Coordinate annotation entries |
○ ○ ○
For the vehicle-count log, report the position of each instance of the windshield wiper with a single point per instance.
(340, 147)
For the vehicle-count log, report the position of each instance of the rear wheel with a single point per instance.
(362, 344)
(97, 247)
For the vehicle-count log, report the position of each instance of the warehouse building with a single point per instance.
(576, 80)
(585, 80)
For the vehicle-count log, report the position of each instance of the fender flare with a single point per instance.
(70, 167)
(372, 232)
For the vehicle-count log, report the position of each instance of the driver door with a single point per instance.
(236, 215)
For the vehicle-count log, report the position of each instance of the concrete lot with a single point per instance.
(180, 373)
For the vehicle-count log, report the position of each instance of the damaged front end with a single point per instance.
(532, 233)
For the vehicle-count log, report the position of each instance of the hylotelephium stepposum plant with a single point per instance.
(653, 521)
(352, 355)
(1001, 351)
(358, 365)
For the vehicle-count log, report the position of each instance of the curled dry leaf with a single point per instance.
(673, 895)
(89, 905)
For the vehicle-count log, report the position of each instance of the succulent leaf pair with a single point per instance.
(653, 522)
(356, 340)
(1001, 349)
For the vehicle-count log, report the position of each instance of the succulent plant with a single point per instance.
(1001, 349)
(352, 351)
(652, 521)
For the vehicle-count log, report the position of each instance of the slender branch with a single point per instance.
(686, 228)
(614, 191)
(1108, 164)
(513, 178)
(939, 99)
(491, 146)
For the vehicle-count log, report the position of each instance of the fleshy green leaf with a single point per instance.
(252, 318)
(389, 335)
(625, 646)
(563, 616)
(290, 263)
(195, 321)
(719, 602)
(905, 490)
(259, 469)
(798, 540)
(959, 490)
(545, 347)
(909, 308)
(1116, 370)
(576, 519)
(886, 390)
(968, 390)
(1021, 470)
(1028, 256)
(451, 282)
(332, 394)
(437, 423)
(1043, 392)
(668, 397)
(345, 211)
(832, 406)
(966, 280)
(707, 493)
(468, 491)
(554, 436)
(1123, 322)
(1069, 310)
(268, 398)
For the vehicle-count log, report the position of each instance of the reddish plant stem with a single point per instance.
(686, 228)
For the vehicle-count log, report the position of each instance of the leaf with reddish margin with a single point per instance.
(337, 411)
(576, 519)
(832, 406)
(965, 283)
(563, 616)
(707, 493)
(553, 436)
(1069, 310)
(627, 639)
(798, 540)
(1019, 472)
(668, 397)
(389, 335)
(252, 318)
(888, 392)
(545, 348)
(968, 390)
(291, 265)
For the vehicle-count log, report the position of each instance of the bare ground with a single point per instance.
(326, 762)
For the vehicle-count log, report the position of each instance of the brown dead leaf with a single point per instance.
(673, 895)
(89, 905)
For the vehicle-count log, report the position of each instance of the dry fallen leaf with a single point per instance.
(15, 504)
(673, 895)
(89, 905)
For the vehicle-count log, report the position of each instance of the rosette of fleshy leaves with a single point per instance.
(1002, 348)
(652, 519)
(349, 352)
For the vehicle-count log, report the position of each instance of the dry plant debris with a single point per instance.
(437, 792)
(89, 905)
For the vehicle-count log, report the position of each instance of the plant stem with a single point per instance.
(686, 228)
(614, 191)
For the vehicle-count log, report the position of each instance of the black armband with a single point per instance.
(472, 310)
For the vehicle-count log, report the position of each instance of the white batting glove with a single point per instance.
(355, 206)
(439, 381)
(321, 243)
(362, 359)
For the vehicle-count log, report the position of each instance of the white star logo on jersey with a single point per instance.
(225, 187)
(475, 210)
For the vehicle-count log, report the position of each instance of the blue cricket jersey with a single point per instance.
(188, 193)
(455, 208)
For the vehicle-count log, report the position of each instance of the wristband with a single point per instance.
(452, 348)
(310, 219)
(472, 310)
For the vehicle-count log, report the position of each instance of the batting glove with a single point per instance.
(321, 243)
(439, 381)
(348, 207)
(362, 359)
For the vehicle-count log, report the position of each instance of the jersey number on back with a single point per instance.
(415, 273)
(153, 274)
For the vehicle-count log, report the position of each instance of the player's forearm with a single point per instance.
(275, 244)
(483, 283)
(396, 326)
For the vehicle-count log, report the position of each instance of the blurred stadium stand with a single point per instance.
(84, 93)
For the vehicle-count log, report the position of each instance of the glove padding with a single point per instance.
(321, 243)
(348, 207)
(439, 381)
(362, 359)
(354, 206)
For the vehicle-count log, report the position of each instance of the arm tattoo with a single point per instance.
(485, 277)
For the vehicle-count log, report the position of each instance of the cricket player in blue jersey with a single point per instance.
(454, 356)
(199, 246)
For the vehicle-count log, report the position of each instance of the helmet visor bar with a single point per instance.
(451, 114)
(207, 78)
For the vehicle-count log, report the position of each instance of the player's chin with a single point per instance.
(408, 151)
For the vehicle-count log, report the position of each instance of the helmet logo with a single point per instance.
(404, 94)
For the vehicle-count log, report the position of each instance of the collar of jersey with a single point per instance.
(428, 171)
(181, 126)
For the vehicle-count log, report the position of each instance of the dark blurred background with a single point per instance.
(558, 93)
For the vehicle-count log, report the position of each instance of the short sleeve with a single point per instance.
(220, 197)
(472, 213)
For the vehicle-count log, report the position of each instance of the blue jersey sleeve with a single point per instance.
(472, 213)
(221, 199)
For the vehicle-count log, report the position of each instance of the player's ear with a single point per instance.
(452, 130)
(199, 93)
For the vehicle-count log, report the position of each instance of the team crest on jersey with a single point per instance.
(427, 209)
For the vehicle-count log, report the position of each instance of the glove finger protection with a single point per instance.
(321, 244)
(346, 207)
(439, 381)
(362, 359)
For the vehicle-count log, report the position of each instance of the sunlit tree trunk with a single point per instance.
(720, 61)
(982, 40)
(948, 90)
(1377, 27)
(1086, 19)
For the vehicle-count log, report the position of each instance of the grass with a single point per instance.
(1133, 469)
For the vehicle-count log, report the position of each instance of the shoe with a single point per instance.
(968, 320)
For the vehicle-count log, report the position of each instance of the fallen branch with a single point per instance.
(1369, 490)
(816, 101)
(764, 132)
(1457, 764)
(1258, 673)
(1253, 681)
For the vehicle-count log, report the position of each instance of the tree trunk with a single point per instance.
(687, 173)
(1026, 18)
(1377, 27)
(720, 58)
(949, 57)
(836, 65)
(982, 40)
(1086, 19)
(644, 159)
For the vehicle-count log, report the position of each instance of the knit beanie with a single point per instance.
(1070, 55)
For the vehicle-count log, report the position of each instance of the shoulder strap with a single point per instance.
○ ○ ○
WHAT YOU HAVE TO DO |
Retype the data in full and match it exactly.

OUTPUT FOR THIS EXERCISE |
For the vehicle-count log, report the position of each instance of the windshield wiper with a single point per instance.
(340, 147)
For the vehicle-count log, report the position of each instance of the rear wheel with a single point per instance.
(362, 344)
(97, 247)
For the vehicle-count log, report the position of each instance of the warehouse building with a single point per instance.
(576, 80)
(585, 80)
For the vehicle-count log, report the position of each instance of the fender flare with a single point per instance.
(70, 167)
(372, 232)
For the vehicle-count log, report the position of each instance of the driver door with a single point per instance.
(236, 215)
For the vehicle-count log, report the position of each instance of the concrete lot with a single point per instance.
(180, 373)
For the vehicle-count log, report the position of each instance of the damaged front end with a single point per instance.
(532, 233)
For the vehicle-count log, report the position of each instance of the hylotelephium stepposum plant with a single point per instance.
(653, 521)
(352, 355)
(1001, 351)
(358, 365)
For the vehicle-count log, report the position of each instance of the curled dry leaf with a single point per instance.
(673, 895)
(89, 905)
For the vehicle-count log, report the position of each instance of the succulent leaf pair with a single point per instance.
(653, 522)
(356, 340)
(1001, 349)
For the vehicle-count log, report the position of each instance of the succulent plant with a single point per instance.
(1001, 349)
(352, 351)
(652, 521)
For the vehicle-count log, report the position of each instance of the slender branch with a single point per instance.
(686, 228)
(614, 191)
(1108, 164)
(513, 178)
(939, 99)
(491, 146)
For the vehicle-count log, report the position of each instance of the fleshy green leaf with a single point per instance.
(252, 318)
(389, 335)
(625, 646)
(563, 616)
(290, 263)
(195, 321)
(719, 602)
(905, 490)
(259, 469)
(798, 540)
(959, 490)
(545, 347)
(909, 308)
(1116, 370)
(576, 519)
(886, 390)
(968, 390)
(1021, 470)
(1028, 256)
(451, 282)
(332, 394)
(437, 423)
(1043, 392)
(668, 397)
(345, 211)
(832, 406)
(966, 280)
(707, 493)
(468, 491)
(554, 436)
(1123, 322)
(1069, 310)
(268, 398)
For the vehicle-count log, report the position of each instance of the reddish plant stem with a single point per instance.
(686, 228)
For the vehicle-count log, report the position of each instance of the leaf with reddish margin with a single point per instance.
(337, 411)
(576, 519)
(832, 406)
(965, 283)
(563, 616)
(707, 493)
(553, 436)
(1069, 310)
(627, 639)
(798, 540)
(1019, 472)
(668, 397)
(389, 335)
(252, 318)
(888, 392)
(545, 348)
(968, 390)
(291, 265)
For the vehicle-count log, report the position of each instance of the bare ground with a single point per instance.
(326, 762)
For the vehicle-count log, report the position of each instance of the brown dead leaf with a single point per instance.
(673, 895)
(89, 905)
For the vehicle-count log, report the position of each instance of the dry fallen leaf with a single point per instance.
(15, 504)
(673, 895)
(89, 905)
For the vehicle-count log, report the position of each instance of the rosette of fleshy leaves with a single point per instance.
(1002, 348)
(652, 519)
(349, 352)
For the vehicle-count log, report the position of each instance of the dry plant debris with a single point per instance.
(437, 792)
(89, 905)
For the vehicle-count log, report the position of each instance of the plant stem with a single point per instance.
(686, 228)
(614, 191)
For the vehicle-count log, report the position of each instance of the black armband with a single point per instance.
(472, 310)
For the vehicle-count log, report the position of each instance of the white batting glove with a single point per instance.
(355, 206)
(439, 381)
(321, 243)
(362, 359)
For the vehicle-count log, report the position of each instance of the white star logo on jersey with a single point per instance.
(225, 187)
(475, 210)
For the vehicle-count log, report the position of each instance of the blue cricket jersey with a single point per instance.
(188, 193)
(455, 208)
For the vehicle-count log, report the position of each instance of the wristband with a single point per instance.
(452, 348)
(310, 219)
(472, 310)
For the vehicle-count log, report the position of each instance of the batting glove with a single point per instance.
(321, 243)
(439, 381)
(348, 207)
(362, 359)
For the vehicle-count log, report the position of each instance of the jersey number on back with a single point per instance.
(415, 273)
(153, 274)
For the vehicle-count log, report the position of each instance of the player's forearm with a single point per instance.
(275, 244)
(483, 283)
(396, 326)
For the vehicle-count log, report the position of each instance of the blurred stadium stand with a single point per instance.
(84, 93)
For the vehicle-count log, report the position of each instance of the glove padding with a single point per instance.
(321, 243)
(348, 207)
(439, 381)
(362, 359)
(354, 206)
For the vehicle-count log, report the position of each instance of the arm tattoo with a single point per instance.
(485, 277)
For the vehicle-count log, report the position of each instance of the cricket player in blue jersey with a single point per instance.
(454, 356)
(199, 246)
For the vehicle-count log, report the position of each instance of the helmet visor bar with a single point per instance.
(451, 114)
(207, 78)
For the vehicle-count log, report the position of each instance of the player's chin with a single point per instance.
(408, 151)
For the vehicle-count log, report the position of each instance of the helmet logo with a single point per instance.
(404, 94)
For the vehicle-count log, report the position of each instance of the collar of jersey with a single point per instance.
(428, 171)
(181, 126)
For the vehicle-count log, report the position of each instance of the dark blurred background with a single point per instance.
(558, 93)
For the vehicle-count log, report the position of each instance of the short sleeve with a single point per instance.
(220, 197)
(472, 213)
For the vehicle-count log, report the position of each instance of the blue jersey sleeve with a single point per instance.
(472, 213)
(221, 199)
For the vehicle-count log, report the position of each instance of the player's ear with a single point per instance.
(452, 130)
(199, 93)
For the vehicle-count log, report the position of each instance of the team crest on jersey with a single point per instance.
(427, 209)
For the vehicle-count log, report the position of each instance of the glove finger protection with a single point per instance.
(321, 244)
(346, 207)
(439, 381)
(362, 359)
For the vehicle-count log, report the position of each instance of the sunlit tree trunk with a single point per instance.
(720, 61)
(982, 40)
(948, 90)
(1377, 27)
(1086, 19)
For the vehicle-count log, report the position of each instance of the grass with a single point per instance.
(1133, 469)
For the vehicle-count log, report the position of each instance of the shoe with a single point per instance.
(968, 320)
For the vehicle-count log, report the position of each instance of the fallen branch with a single point per instance.
(1369, 490)
(816, 101)
(764, 132)
(1457, 764)
(1258, 673)
(1253, 681)
For the vehicle-count log, report the position of each instance of the tree trunk with a single point per instance.
(687, 173)
(1026, 18)
(1377, 27)
(720, 58)
(949, 57)
(836, 65)
(982, 40)
(1086, 19)
(644, 159)
For the vehicle-count log, report the position of each instance of the knit beanie with a single point per instance.
(1070, 55)
For the vehicle-count log, report the position of each instance of the shoulder strap with a single point per instance.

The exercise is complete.